Extrait du document.
━━━━━━

Les cellules de Langerhans sont, dans la peau, les principales cellules présentant les antigènes. A l'instar des autres cellules dendritiques, elles captent les antigènes dans leur environnement, puis migrent à travers les vaisseaux lymphatiques vers les ganglions de drainage dans lesquels elles présentent les antigènes aux lymphocytes T.
Autorenouvellement.
Contrairement aux cellules dendritiques des autres organes qui sont constamment remplacées par les précurseurs circulants dérivés de la MO, les cellules de Langerhans de la peau s'autorenouvellent et ne sont remplacées par les précurseurs dérivés de la MO que lors d'une lésion inflammatoire.
Merad et son équipe, qui ont récemment découvert cette stabilité des cellules de Langerhans dans la peau, ont décidé d'examiner leur devenir après allogreffe de MO chez la souris, afin d'explorer leur rôle dans la Rgch cutanée.
Les cellules de Langerhans de l'hôte subsistent dans la peau pendant au moins douze à dix-huit mois après une allogreffe d'une MO totalement dépourvue de cellules T. A l'opposé, les cellules dendritiques du sang, du foie et des organes lymphoïdes sont remplacées par celles du donneur en quatre semaines.
Les cellules de Langerhans de l'hôte ne sont remplacées par celles du donneur que lorsque des cellules T du donneur sont administrées en même temps que la MO, et l'étendue du remplacement des cellules de Langerhans (ou chimérisme) est corrélée à la dose des cellules T du donneur injectées.
Les cellules T alloréactives greffées induisent le chimérisme des cellules de Langerhans, en entraînant, d'une part, une déplétion cutanée des cellules de Langerhans de l'hôte (par la voie Fas) et, d'autre part, en déclenchant la production cutanée du CCL20, lequel est indispensable pour recruter vers la peau les cellules de Langerhans du donneur.
Enfin, les cellules T du donneur induisent une sévère Rgch cutanée chez les souris lorsqu'il persiste dans la peau des cellules de Langerhans de l'hôte, mais non lorsque ces cellules ont été remplacées par celles du donneur. Cette observation apporte la première preuve directe que les cellules de Langerhans de l'hôte induisent la Rgch.

━━━━━━

La consigne.
D'après l'extrait sur les cellules de Langerhans, répondez brièvement :
(a) Par quelle voie les cellules de Langerhans migrent-elles vers les ganglions de drainage ?
(b) Combien de temps les cellules de Langerhans de l'hôte subsistent-elles dans la peau après une allogreffe d'une MO totalement dépourvue de cellules T ?
(c) Quelle molécule est indispensable pour recruter vers la peau les cellules de Langerhans du donneur ?
Veuillez vous appuyer uniquement sur l'extrait pour répondre.

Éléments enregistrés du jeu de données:
━━━━━━

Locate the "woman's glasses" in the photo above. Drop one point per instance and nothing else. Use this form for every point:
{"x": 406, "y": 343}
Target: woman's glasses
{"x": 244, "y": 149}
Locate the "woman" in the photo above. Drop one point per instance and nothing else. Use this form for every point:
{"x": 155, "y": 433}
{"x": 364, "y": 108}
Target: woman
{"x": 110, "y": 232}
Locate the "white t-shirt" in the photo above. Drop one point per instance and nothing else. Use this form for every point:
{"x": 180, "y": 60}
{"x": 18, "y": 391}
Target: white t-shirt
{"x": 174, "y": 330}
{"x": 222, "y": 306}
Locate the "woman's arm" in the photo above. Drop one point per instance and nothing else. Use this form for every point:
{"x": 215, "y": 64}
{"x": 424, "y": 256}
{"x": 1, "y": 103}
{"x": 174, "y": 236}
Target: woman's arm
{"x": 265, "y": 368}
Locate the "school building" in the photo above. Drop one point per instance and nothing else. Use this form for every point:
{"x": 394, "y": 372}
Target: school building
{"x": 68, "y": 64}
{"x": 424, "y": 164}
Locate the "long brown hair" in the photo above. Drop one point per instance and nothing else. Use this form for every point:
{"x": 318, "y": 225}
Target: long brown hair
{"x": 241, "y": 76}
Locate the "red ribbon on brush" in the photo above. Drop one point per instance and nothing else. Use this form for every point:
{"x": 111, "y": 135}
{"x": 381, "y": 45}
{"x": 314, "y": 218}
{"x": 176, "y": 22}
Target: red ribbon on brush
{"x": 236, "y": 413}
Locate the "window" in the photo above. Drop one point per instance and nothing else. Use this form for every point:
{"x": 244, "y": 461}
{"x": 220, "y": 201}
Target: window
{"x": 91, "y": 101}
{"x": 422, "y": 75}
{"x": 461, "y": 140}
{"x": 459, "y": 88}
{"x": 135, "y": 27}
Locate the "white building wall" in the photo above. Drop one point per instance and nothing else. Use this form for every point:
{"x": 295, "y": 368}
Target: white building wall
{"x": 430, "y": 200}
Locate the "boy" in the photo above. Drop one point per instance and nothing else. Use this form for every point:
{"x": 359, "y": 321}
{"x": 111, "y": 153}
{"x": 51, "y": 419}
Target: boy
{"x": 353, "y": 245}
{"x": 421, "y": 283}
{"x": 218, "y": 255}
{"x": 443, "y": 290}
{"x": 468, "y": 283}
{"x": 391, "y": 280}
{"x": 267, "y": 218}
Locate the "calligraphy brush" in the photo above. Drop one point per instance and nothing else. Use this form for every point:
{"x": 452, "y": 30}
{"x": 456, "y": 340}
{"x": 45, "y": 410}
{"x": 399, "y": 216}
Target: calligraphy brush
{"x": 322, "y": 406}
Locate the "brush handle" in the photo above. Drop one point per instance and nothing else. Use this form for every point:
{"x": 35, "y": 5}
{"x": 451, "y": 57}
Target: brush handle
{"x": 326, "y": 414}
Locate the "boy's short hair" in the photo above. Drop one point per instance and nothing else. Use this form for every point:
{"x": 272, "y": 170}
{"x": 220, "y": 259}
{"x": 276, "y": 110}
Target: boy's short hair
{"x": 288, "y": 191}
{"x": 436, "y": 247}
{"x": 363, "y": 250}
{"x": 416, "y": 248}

━━━━━━

Réponse à l'exercice.
(a) Elles migrent à travers les vaisseaux lymphatiques.
(b) Elles subsistent pendant au moins douze à dix-huit mois.
(c) Le CCL20.